**TASK DIRECTIONS:** Return the passage of the Steve Stibbens profile from "In the meantime, Steve" to "working his editors.", word for word.

**EXTRACT TO READ:**
COMBAT CORRESPONDENT PROFILES SERIES
STEVE STIBBENS:  Semper Fi Correspondent  
MARC YABLONKA
 

When Steve Stibbens got to Vietnam in 1962, he had already been a reporter and photographer with Pacific Stars and Stripes in Japan. But even before that, as a Marine correspondent (MOS 4312), he had served as the Regimental Correspondent for the 5th Marines, 1st Marine Division at Camp Pendleton, California. He was no babe in the woods. In fact, he had already jumped off a few choppers. “I was a 26-year-old Marine buck Sergeant with eight years in the Corps when I got to Stripes. As a Marine Combat Correspondent, I'd been preparing for war all that time."
Stibbens' preparations were about to pay off. The late Al Chang, renowned photographer of the Korean War, had gone on a fact-finding mission to Vietnam quite early on. When he came back, he encouraged Steve to head south to Vietnam himself.
"This is the real one. You need to be there," Chang had told Steve. 
In the meantime, Steve began to bone up on war; he read books about World War II and Korea. He read "all the books," but then a trip to the library garnered him a book about the French war in Indochina, which was to prove insightful to him.
One of the things he realized was that the U.S. Marines were still thinking along the lines of large unit actions, not the guerilla warfare made popular by Ho Chi Minh's Viet Minh, later Viet Cong, communists. These were large unit actions, not the war that French had fought. 
"At the time, I just knew it would be great adventure," said Steve, and he began working his editors.

**EXCERPTED DATA:**

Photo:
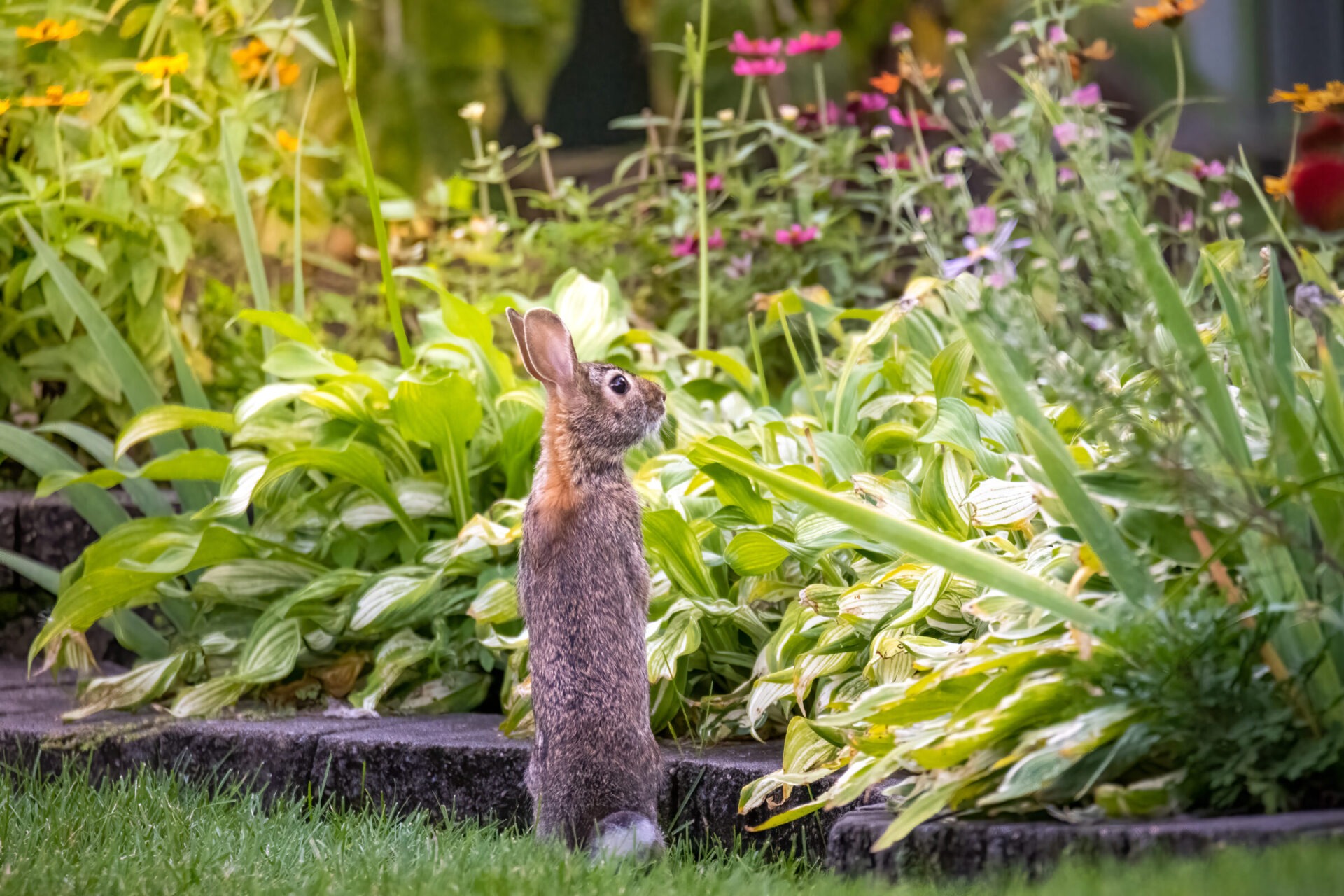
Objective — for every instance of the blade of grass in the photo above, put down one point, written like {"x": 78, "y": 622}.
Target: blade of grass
{"x": 926, "y": 545}
{"x": 42, "y": 457}
{"x": 1123, "y": 566}
{"x": 390, "y": 290}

**CORRECT ANSWER:**
In the meantime, Steve began to bone up on war; he read books about World War II and Korea. He read "all the books," but then a trip to the library garnered him a book about the French war in Indochina, which was to prove insightful to him.
One of the things he realized was that the U.S. Marines were still thinking along the lines of large unit actions, not the guerilla warfare made popular by Ho Chi Minh's Viet Minh, later Viet Cong, communists. These were large unit actions, not the war that French had fought. 
"At the time, I just knew it would be great adventure," said Steve, and he began working his editors.